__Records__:
<<<<
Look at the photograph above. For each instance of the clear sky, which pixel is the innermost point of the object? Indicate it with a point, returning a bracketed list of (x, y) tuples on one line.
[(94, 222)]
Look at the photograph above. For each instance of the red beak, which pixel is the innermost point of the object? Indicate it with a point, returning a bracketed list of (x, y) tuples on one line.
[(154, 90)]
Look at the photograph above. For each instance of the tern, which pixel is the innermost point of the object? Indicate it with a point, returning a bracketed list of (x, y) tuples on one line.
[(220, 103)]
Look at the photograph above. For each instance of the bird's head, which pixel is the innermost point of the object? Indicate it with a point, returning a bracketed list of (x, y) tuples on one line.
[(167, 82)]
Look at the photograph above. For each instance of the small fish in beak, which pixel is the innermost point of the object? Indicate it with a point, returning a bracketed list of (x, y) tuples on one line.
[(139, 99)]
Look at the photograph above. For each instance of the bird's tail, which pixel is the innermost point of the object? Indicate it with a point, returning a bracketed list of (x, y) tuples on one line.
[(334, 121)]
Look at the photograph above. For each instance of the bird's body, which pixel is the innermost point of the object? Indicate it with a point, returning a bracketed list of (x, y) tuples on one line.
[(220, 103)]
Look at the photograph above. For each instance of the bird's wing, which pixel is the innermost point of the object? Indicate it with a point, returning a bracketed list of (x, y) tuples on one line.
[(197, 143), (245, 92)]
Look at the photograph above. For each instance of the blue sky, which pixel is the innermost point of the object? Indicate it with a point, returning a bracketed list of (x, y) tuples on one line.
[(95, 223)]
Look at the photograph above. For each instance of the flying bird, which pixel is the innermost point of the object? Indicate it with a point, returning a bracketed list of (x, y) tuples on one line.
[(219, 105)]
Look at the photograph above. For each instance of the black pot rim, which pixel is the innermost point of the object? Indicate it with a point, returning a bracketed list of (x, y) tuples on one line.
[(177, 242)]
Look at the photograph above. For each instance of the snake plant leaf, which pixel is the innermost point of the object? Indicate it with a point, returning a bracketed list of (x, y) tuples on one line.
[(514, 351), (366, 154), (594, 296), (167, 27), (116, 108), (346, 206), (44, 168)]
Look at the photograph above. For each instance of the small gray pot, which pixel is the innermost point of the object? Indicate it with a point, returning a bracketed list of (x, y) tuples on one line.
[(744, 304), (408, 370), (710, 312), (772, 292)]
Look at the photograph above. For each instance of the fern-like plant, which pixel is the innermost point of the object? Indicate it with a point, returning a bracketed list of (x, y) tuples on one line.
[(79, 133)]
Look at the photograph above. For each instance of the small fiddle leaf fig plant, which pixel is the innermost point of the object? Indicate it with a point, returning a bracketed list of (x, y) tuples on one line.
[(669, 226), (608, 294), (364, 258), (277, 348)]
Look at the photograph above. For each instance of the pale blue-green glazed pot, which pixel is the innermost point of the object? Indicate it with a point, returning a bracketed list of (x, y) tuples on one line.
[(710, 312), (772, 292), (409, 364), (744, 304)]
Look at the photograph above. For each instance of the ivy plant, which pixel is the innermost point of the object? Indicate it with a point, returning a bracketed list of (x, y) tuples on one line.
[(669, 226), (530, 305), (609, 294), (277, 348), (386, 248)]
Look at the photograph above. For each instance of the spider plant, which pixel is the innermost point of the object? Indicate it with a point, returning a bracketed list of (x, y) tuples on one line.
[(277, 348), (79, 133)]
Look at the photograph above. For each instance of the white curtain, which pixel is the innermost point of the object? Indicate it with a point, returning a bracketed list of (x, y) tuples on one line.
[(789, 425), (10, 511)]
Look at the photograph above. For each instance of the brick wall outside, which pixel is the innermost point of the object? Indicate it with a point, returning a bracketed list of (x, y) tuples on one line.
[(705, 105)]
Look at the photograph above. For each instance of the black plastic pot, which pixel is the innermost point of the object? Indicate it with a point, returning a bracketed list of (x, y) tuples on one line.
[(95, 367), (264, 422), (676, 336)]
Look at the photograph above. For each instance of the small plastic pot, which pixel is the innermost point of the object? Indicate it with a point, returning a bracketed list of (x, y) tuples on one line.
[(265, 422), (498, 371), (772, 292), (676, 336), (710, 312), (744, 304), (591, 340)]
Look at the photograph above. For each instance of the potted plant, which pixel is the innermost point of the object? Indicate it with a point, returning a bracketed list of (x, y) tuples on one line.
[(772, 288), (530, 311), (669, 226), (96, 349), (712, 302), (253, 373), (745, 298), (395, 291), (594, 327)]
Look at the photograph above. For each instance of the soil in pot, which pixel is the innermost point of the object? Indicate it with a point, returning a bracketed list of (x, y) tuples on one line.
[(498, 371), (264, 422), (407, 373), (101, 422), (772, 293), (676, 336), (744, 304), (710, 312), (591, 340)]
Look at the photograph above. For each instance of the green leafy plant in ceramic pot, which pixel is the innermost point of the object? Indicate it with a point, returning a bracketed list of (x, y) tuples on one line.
>>>>
__Exercise prompt__:
Rewrite everything from the start of the data down to the line containing "[(94, 222)]", requests included, shifting each point coordinate in the answers up by 112.

__Response__:
Look at the photograph above. For each instance of the clear sky, which pixel is the innermost point of the object? Indicate it with a point, returning a bracketed list of (x, y) tuples on one line.
[(206, 334)]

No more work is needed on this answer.